You advocate a consensus between China, the United States of America and Russia, while others call for war. Do you think the camp of consensus and cooperation between the nations in peace and respect can hold against the ambitions of the military-industrial complex?
It will be increasingly difficult to make the case for serious engagement between the US and China and Russia in the near future. China is increasingly seen as the principal US security concern, and Russia is already in the enemy camp. Russia will be even more difficult to engage than China because of Putin’s personality and ambitions, and especially because Russia lacks the kinds of official and unofficial (NGO and people-to-people) connections with the US that China has. The role of military-industrial complexes in all three countries is, of course, a major obstacle to cooperation. But narrow nationalism is also an obstacle that one can see operating, for example, in disputes in Ukraine, Syria, and the South China Sea.
You qualify Netanyahu enemy of peace. Why, in your opinion, the United States maintain so close ties with Israel?
As many observers have said over the years, US ties with Israel are the result of several enduring factors: the role of the US in the establishment of Israel in 1948; the pro-Israel lobby in Washington; and Israel’s geopolitical position in the Middle East. Even though US relations with Israel have been very strained by Netanyahu’s bullying behavior—which goes back to the time when he challenged Yitzhak Rabin after the Oslo Accords were signed—it is hard to imagine that security and other ties with Israel will fundamentally change. Simply put, there is no strong constituency in the US for the Palestinians, and even though many American Jews are critical of Israeli policies, there are not enough to compel a change of US policy by a president or a Congress. Netanyahu, of course, knows this, and exploits it, enabling him to avoid a genuine peace with the Palestinians while being able to count on US military support.

* Direction 1: Reproduce the interview excerpt word for word, from "It will be increasingly" up to and including "ties with Israel?".
* Direction 2: Return every line of the records that contains the string "basketball", matching its case.
The interview excerpt and the records are unrelated pieces of material.

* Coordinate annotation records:
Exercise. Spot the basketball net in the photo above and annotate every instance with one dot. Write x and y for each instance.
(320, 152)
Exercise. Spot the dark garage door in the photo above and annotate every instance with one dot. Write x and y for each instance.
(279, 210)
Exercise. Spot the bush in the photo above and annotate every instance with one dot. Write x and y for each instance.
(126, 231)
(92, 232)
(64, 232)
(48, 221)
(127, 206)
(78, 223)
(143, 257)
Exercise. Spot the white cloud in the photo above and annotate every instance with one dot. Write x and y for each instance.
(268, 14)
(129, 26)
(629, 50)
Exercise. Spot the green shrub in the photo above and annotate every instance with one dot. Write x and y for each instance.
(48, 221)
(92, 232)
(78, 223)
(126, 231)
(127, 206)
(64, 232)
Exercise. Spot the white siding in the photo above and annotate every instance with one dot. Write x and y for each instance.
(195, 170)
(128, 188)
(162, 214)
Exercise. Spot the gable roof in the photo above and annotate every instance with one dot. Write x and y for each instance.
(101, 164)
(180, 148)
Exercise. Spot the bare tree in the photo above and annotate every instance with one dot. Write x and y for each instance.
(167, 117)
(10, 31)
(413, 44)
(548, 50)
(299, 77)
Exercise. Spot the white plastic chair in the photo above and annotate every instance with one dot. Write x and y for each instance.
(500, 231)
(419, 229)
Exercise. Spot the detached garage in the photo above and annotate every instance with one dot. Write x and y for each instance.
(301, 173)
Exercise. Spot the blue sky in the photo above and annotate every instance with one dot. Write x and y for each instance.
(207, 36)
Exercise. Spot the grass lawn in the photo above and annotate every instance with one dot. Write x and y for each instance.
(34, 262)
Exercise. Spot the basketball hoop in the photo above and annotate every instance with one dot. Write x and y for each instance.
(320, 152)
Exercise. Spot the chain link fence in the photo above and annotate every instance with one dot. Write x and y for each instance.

* Response 1:
It will be increasingly difficult to make the case for serious engagement between the US and China and Russia in the near future. China is increasingly seen as the principal US security concern, and Russia is already in the enemy camp. Russia will be even more difficult to engage than China because of Putin’s personality and ambitions, and especially because Russia lacks the kinds of official and unofficial (NGO and people-to-people) connections with the US that China has. The role of military-industrial complexes in all three countries is, of course, a major obstacle to cooperation. But narrow nationalism is also an obstacle that one can see operating, for example, in disputes in Ukraine, Syria, and the South China Sea.
You qualify Netanyahu enemy of peace. Why, in your opinion, the United States maintain so close ties with Israel?

* Response 2:
Exercise. Spot the basketball net in the photo above and annotate every instance with one dot. Write x and y for each instance.
Exercise. Spot the basketball hoop in the photo above and annotate every instance with one dot. Write x and y for each instance.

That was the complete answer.